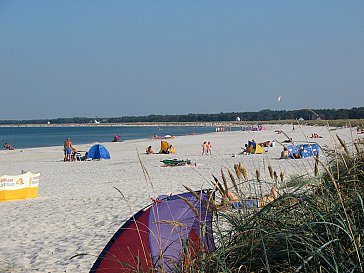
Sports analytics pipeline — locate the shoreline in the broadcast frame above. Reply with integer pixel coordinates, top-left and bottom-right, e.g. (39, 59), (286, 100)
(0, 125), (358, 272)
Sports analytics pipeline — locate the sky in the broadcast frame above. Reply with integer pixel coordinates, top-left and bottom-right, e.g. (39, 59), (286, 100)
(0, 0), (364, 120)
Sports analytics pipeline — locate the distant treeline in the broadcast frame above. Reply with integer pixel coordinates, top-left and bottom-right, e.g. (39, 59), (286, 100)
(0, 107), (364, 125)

-- -- --

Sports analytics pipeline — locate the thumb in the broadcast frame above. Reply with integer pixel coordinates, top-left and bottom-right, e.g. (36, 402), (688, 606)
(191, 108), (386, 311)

-- -- --

_Task to carry out_
Copy, without changes, the items from the line with "Sports analytics pipeline — locate the distant" through the line with "(0, 107), (364, 125)".

_Exercise solution_
Sports analytics pipeline — locate the distant treeline in the broadcast frame above. Reply with integer pixel coordinates, top-left and bottom-right, e.g. (39, 59), (286, 100)
(0, 107), (364, 125)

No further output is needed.